■ INSTRUCTIONS TO FOLLOW: Rescale the box coordinates in the listing from the line with "query: person in dark clothing" up to and including the line with "[75,37,700,430]". Repeat only those lines, every one in order, multiplying each coordinate by 0.2, rounding to whole numbers with halves rounded up, and leaving all other text unchanged.

■ PROVIDED RECORDS:
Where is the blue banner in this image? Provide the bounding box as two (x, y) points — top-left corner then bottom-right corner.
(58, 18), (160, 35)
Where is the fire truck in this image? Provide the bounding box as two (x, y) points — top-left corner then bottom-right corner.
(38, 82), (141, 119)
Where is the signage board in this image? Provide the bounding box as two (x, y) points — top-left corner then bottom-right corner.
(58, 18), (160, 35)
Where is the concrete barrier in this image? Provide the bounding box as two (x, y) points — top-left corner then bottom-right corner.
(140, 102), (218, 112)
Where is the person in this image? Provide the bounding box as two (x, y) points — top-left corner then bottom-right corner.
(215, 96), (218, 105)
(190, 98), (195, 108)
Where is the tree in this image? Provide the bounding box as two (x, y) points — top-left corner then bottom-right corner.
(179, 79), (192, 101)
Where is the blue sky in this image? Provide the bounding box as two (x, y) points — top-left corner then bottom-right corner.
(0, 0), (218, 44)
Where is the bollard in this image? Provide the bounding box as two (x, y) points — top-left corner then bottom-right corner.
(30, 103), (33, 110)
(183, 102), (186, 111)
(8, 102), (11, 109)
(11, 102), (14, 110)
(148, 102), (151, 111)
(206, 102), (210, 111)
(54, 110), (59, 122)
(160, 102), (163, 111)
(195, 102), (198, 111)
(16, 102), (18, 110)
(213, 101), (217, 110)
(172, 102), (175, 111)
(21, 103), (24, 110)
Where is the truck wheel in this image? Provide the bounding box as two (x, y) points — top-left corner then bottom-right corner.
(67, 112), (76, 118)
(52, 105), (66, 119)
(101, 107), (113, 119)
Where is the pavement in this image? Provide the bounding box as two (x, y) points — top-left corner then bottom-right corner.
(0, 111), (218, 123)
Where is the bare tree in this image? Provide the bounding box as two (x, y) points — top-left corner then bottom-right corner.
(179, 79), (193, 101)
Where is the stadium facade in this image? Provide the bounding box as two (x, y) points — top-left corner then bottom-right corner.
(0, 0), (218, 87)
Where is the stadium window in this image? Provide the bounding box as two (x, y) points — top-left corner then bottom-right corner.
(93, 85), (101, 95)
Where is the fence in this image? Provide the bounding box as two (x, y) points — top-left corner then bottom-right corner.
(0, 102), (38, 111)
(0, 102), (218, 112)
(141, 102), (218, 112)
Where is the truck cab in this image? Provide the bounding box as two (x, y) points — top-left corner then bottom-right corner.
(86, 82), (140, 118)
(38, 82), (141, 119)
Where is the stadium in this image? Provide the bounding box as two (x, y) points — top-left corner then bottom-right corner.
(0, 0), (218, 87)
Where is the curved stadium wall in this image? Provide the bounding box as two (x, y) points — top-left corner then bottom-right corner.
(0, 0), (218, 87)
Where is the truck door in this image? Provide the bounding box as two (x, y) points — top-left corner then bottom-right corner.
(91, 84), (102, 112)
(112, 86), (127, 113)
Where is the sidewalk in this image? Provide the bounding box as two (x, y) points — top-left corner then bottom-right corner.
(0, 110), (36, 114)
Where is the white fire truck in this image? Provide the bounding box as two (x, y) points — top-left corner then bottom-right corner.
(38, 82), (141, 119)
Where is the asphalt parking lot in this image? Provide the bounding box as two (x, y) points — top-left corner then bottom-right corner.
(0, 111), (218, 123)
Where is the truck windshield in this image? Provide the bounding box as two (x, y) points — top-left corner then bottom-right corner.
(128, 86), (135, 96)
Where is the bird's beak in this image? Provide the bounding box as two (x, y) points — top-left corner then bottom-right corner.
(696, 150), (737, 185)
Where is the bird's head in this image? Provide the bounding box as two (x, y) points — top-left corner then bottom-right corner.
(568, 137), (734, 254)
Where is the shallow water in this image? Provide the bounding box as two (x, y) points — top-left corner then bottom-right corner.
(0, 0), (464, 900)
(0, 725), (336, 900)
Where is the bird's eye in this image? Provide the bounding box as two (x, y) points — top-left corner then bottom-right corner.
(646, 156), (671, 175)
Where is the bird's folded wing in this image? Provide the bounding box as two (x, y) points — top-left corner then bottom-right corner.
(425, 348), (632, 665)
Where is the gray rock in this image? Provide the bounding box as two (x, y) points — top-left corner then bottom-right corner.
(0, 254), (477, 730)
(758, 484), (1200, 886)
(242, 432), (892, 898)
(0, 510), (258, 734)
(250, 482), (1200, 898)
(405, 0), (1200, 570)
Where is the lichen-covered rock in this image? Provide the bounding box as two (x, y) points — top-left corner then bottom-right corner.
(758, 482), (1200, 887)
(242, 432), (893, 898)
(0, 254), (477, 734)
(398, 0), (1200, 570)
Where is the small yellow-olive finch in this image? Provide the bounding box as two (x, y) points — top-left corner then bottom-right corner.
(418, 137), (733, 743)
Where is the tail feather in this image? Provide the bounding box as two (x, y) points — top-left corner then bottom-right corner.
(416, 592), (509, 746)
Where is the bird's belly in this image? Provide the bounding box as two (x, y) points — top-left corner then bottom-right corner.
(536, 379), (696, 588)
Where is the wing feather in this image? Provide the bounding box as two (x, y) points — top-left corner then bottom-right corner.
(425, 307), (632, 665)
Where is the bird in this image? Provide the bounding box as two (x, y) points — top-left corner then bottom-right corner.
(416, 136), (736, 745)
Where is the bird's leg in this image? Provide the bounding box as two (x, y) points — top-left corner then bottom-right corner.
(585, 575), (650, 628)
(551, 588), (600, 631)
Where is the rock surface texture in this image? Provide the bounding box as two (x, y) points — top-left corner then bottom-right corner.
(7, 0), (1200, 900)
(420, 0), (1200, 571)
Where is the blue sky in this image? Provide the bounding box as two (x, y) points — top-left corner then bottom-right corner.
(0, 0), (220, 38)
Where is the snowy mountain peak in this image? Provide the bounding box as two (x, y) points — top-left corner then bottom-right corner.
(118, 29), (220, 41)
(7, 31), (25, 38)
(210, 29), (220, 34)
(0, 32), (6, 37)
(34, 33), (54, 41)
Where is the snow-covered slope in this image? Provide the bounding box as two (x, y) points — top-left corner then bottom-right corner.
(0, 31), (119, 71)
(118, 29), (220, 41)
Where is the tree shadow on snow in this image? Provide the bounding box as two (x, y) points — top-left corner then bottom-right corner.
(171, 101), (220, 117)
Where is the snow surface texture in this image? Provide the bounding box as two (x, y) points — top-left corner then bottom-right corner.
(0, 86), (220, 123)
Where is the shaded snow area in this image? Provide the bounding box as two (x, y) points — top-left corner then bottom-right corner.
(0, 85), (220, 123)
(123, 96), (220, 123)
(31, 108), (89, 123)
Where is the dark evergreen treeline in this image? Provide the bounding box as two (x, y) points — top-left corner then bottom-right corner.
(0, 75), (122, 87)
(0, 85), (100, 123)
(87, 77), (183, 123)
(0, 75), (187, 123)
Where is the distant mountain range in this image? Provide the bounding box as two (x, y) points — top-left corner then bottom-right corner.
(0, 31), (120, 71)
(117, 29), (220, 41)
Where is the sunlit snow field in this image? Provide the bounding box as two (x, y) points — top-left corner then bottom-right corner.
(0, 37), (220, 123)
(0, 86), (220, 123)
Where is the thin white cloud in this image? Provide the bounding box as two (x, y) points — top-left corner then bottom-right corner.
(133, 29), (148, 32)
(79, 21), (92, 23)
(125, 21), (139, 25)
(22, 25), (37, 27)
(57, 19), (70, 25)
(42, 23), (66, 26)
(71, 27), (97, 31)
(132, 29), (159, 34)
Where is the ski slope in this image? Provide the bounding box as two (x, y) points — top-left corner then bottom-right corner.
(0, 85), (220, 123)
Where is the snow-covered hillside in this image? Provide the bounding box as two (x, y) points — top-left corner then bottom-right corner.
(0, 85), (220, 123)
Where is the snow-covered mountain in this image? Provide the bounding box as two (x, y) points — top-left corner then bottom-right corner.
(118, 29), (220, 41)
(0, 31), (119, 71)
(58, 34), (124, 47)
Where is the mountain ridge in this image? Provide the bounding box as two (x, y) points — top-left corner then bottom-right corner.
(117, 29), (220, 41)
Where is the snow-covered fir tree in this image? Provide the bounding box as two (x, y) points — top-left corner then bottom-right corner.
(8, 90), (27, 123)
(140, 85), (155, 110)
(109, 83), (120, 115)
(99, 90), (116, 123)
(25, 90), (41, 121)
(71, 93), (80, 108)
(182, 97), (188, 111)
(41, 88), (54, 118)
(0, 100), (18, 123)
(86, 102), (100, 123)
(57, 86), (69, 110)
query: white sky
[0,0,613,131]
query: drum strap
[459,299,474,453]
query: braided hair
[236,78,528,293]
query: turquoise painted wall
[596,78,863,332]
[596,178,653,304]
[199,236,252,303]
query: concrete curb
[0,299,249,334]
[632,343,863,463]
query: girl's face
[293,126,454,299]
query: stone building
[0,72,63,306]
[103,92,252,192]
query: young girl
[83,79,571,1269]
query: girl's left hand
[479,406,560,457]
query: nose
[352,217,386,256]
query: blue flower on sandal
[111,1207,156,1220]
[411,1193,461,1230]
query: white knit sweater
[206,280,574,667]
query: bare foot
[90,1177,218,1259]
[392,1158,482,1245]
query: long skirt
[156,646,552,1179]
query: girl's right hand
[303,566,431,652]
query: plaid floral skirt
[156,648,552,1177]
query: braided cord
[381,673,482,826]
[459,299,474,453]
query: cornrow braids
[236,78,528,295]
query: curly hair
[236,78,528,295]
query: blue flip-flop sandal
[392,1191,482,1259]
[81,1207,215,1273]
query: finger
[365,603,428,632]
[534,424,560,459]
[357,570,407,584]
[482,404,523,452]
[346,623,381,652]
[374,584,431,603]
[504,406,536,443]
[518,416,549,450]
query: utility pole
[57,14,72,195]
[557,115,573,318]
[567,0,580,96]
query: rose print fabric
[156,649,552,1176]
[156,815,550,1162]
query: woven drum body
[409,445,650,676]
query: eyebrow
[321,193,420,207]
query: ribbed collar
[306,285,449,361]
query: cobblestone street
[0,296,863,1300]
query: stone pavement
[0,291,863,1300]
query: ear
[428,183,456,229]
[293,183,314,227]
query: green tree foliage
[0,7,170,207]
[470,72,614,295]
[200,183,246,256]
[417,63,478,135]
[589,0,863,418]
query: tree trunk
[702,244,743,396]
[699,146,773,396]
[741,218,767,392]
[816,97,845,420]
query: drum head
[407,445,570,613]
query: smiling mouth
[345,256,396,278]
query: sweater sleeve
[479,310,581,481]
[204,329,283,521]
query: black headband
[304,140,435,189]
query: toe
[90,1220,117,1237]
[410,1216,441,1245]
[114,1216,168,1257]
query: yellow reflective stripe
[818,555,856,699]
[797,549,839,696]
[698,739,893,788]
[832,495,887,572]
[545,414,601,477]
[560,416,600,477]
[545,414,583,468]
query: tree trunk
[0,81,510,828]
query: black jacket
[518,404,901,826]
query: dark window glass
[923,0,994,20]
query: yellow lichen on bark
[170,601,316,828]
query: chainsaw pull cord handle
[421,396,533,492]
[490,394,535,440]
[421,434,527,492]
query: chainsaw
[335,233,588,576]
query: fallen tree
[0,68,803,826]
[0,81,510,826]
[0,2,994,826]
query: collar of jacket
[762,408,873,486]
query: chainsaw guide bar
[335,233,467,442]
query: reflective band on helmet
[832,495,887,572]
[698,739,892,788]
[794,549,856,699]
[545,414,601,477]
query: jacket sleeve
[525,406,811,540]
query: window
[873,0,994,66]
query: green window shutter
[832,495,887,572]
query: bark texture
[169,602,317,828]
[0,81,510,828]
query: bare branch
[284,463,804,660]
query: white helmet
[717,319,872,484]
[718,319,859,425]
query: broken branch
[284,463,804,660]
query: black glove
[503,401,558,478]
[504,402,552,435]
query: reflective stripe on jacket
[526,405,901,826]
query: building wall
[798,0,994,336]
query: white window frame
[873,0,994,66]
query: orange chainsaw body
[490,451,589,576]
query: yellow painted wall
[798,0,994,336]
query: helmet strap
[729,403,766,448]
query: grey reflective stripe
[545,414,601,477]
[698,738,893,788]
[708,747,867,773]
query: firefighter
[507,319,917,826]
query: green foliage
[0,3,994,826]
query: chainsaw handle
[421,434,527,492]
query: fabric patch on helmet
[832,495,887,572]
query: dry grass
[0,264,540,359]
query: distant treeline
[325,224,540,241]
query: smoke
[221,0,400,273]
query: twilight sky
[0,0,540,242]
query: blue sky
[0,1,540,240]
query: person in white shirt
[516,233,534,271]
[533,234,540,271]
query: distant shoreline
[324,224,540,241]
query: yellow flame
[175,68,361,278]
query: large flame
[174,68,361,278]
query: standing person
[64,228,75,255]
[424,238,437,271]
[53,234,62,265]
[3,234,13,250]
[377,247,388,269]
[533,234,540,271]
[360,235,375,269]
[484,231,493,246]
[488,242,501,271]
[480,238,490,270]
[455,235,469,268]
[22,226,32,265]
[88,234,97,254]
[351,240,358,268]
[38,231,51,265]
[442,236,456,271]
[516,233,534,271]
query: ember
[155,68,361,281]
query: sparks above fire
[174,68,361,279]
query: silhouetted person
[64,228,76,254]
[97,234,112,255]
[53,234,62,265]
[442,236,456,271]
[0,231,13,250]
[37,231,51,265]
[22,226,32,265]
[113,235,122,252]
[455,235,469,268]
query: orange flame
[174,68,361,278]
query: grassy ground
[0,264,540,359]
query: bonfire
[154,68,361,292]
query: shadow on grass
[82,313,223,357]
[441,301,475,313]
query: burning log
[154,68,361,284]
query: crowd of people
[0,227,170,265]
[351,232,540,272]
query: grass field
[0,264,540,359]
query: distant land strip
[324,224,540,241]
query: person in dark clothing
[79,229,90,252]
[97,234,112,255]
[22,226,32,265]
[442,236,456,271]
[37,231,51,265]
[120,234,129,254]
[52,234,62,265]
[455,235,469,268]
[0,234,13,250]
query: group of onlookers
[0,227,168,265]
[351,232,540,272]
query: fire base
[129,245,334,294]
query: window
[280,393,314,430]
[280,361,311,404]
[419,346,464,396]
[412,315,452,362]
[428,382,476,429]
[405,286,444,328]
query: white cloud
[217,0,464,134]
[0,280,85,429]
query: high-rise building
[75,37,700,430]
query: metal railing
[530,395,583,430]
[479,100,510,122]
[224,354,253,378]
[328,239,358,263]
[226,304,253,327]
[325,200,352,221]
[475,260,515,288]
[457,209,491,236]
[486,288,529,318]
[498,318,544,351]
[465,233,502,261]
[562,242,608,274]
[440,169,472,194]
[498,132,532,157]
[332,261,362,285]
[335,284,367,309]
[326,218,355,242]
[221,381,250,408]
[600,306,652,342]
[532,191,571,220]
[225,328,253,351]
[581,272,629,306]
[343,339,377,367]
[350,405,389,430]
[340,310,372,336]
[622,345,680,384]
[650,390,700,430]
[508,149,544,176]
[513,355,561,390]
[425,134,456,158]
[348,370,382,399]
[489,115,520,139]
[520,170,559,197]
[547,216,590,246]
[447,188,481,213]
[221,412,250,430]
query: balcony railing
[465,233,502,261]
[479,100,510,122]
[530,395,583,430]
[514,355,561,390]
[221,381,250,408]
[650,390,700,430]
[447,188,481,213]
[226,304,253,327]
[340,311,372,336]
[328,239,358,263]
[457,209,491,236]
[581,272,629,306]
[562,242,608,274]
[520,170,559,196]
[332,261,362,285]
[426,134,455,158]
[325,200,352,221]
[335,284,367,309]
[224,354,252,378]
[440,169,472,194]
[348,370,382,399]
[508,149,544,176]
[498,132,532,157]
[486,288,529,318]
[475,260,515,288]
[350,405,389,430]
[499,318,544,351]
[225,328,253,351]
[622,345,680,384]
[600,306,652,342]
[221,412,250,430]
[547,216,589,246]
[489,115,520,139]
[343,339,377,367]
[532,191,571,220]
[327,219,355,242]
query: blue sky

■ WORKED SOLUTION:
query: person in dark clothing
[16,46,18,50]
[19,47,22,51]
[4,45,6,53]
[88,47,91,54]
[7,46,10,53]
[24,47,26,51]
[10,47,12,53]
[91,47,94,54]
[0,47,3,50]
query: group of onlookers
[0,45,34,53]
[70,46,108,54]
query: fire base
[26,49,67,59]
query: window
[56,79,63,86]
[56,72,62,81]
[84,69,93,79]
[82,63,90,72]
[86,76,95,86]
[81,57,89,66]
query: white cloud
[43,0,93,27]
[0,56,17,86]
query: high-rise building
[15,7,140,86]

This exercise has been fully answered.